====== Data shown ======

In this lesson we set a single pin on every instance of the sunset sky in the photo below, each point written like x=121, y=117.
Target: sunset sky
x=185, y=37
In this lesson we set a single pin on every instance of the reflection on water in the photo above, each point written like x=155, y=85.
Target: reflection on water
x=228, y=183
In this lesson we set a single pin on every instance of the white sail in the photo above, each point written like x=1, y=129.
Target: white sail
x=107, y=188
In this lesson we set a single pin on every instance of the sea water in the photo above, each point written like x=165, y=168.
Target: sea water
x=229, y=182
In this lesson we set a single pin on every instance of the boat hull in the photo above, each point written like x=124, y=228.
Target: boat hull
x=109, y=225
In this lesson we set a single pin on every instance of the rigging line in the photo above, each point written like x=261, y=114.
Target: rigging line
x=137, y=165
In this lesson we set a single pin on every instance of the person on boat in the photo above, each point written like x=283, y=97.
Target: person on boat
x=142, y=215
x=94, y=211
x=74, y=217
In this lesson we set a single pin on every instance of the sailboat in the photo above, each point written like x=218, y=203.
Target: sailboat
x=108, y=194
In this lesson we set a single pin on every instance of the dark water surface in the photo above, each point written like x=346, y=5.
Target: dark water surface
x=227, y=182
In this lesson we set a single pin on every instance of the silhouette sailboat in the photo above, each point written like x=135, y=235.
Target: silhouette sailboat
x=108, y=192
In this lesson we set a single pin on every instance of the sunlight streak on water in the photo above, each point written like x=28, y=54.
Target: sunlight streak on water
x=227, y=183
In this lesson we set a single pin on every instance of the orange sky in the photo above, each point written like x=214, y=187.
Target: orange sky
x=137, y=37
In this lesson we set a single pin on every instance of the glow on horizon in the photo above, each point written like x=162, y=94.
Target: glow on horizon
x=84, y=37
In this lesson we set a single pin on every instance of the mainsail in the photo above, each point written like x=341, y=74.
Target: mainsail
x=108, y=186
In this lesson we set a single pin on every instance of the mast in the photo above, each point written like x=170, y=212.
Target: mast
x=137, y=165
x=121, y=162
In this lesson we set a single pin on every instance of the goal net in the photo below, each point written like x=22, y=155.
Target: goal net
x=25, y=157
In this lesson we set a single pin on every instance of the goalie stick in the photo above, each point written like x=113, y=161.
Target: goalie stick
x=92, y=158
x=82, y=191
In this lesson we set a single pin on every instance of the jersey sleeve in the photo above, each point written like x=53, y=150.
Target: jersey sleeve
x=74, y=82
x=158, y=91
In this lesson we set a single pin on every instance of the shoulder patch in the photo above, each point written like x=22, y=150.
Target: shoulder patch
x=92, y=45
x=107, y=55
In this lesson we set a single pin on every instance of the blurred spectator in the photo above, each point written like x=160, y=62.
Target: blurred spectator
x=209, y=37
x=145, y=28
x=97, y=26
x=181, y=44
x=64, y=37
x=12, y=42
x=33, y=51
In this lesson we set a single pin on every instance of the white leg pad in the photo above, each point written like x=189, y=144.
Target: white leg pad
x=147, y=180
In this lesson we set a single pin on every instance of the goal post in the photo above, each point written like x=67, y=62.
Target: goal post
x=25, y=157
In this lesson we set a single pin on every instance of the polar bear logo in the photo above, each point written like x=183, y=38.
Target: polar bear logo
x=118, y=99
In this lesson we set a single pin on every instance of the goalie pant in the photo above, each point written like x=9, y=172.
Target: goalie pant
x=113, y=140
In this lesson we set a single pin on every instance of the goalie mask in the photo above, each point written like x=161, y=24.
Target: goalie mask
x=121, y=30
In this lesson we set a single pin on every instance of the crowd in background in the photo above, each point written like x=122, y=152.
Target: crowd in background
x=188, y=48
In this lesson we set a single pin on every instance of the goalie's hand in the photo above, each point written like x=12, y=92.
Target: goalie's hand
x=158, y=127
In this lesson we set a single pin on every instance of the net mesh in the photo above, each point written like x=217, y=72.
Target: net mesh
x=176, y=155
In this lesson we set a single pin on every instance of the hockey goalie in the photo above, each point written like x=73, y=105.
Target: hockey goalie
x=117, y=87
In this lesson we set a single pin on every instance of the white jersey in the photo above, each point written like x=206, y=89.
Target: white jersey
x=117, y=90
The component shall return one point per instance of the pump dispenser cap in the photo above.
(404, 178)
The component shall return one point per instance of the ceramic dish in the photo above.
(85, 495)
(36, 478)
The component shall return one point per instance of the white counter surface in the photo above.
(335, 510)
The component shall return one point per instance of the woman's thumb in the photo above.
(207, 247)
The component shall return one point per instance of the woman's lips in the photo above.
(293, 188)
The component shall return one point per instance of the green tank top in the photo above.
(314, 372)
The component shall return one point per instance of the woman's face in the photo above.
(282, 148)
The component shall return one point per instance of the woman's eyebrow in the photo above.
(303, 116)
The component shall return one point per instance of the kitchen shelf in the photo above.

======

Your objective: Search the listing for the word "below". Copy every line in which it occurs.

Written answer:
In this lesson we set a single pin on every instance of the sunset sky in the photo below, each point written like x=121, y=117.
In this lesson we set a single pin on every instance of the goal net in the photo below, each point written like x=22, y=155.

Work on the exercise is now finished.